■ What you will do ■
Reproduce every line of the data, exactly and without its pictures.

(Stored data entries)
--- START ---

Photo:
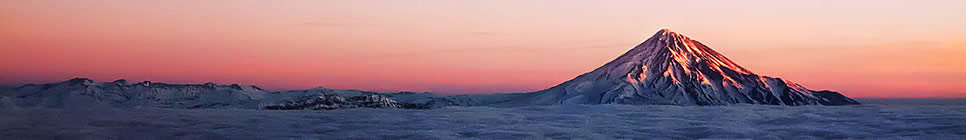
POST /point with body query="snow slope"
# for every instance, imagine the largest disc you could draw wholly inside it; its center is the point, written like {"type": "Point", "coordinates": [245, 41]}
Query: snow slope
{"type": "Point", "coordinates": [670, 68]}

--- END ---

■ Output ■
Photo:
POST /point with body query="snow slope"
# for every instance, imagine the largest disc you could draw wholly inside it; its center is the point, written like {"type": "Point", "coordinates": [245, 41]}
Query: snow slope
{"type": "Point", "coordinates": [670, 68]}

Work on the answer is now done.